**Objective**
Starting at the line that contains "chair backrest, a" and continuing to the end of the listing, write those lines out again with "innermost" swapped for "central" and nothing else altered.

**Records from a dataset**
------------------------

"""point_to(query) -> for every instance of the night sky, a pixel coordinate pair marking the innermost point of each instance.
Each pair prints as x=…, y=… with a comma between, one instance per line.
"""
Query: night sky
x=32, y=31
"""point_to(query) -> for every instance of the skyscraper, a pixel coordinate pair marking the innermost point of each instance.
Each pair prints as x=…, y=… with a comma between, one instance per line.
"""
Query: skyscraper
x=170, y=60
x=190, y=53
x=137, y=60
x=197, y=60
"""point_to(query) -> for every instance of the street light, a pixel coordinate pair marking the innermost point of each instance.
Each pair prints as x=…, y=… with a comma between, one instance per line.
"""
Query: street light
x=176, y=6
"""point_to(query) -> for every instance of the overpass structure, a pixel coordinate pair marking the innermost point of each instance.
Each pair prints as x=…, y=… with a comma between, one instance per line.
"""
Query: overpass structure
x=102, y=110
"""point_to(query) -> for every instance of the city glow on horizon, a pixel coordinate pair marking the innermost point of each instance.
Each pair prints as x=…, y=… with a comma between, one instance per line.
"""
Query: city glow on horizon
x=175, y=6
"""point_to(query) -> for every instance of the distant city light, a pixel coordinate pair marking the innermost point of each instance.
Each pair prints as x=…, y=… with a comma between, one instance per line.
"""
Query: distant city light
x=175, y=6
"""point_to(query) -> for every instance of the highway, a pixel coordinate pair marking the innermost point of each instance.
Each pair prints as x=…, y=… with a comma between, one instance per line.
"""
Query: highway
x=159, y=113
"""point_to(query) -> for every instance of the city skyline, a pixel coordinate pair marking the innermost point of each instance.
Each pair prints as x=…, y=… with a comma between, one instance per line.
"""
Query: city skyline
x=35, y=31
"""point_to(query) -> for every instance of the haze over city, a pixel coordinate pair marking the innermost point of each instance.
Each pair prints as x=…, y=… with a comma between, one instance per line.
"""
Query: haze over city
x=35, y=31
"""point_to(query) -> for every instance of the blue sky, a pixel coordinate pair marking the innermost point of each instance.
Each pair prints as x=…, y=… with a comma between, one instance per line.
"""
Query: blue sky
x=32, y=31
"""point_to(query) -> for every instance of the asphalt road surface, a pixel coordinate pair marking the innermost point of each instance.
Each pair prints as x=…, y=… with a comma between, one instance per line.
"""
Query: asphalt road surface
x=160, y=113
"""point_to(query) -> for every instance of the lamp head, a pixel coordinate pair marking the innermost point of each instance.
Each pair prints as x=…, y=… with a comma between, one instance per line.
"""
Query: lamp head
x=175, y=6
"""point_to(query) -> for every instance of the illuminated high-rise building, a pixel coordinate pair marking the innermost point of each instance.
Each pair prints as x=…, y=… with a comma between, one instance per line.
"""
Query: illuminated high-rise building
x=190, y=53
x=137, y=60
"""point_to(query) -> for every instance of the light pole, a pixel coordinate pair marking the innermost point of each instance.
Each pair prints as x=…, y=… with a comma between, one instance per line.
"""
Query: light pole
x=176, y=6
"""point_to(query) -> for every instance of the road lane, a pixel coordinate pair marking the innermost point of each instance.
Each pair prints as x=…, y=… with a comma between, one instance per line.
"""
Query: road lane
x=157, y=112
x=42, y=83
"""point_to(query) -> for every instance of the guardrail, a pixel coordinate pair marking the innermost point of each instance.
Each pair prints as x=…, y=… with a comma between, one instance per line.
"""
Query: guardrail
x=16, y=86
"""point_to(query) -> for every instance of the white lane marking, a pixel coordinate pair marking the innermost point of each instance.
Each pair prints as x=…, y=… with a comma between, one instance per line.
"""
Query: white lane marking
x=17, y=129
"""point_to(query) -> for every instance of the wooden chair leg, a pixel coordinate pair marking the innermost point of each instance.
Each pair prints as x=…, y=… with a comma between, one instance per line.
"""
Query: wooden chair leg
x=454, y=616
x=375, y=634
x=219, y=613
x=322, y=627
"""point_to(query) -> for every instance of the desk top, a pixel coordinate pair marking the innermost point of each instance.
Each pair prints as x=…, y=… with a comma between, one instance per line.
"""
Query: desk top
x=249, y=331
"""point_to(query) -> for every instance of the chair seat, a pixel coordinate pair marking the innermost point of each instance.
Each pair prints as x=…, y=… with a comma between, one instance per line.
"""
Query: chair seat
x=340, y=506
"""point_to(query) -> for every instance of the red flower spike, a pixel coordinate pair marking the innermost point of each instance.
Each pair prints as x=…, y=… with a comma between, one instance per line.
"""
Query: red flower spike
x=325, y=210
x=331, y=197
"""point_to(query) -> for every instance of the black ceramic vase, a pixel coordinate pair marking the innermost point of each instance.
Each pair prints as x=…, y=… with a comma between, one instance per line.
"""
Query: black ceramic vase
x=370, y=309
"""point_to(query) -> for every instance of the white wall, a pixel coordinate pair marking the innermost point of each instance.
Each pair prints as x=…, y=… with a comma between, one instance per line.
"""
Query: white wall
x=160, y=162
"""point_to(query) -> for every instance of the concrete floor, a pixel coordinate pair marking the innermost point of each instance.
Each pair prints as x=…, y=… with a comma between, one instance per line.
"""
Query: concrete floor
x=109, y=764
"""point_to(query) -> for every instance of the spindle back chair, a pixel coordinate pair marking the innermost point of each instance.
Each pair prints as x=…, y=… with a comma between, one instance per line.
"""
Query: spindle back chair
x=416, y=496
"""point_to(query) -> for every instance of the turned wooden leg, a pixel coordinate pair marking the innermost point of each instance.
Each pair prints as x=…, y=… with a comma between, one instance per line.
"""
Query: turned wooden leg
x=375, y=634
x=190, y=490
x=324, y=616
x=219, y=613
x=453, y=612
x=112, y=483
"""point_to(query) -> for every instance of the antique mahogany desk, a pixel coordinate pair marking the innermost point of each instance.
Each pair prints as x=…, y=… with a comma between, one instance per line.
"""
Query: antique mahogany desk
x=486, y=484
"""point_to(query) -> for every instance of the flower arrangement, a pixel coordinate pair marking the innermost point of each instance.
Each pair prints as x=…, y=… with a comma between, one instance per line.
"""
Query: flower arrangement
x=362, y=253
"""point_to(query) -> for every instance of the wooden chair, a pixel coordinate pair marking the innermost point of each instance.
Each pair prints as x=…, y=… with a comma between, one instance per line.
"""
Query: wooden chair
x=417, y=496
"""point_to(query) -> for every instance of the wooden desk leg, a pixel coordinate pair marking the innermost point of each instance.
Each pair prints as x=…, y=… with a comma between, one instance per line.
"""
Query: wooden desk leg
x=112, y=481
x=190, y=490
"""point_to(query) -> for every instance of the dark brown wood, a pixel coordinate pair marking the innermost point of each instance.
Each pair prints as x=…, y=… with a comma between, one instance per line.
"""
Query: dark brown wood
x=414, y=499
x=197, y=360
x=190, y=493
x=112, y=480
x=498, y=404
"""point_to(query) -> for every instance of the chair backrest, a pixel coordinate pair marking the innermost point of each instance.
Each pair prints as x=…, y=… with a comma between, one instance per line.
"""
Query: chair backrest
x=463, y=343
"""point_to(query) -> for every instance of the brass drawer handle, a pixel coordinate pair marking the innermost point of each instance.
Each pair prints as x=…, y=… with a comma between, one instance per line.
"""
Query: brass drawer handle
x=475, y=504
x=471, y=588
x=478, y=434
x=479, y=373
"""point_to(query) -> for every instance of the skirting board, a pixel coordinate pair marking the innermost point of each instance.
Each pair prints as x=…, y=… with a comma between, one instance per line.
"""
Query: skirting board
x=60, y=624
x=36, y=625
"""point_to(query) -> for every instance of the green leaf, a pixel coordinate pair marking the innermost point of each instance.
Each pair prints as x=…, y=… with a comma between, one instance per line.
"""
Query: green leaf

------------------------

**Completed task**
"""point_to(query) -> for every instance of the chair backrest, a pixel coordinate pair marking the central point of each instance.
Each pair prints as x=…, y=… with a comma between, one instance per line.
"""
Query: chair backrest
x=463, y=343
"""point_to(query) -> for every instance of the brass drawer handle, a pixel coordinate pair marking the central point of each instance.
Each pair prints as x=…, y=… with a comma between, one instance per line.
"""
Query: brass drawer handle
x=475, y=504
x=471, y=588
x=478, y=434
x=479, y=373
"""point_to(query) -> for every instance of the skirting board, a pixel coordinate pair marking the central point of each instance.
Each pair prints as x=…, y=… with a comma between, one instance per line.
"""
Query: skirting board
x=60, y=624
x=36, y=625
"""point_to(query) -> for every instance of the green leaf, a pixel coordinate pair marking the central point of each instance.
Each pair prints as x=…, y=… with a comma between, one instance per line.
"""
Query: green leaf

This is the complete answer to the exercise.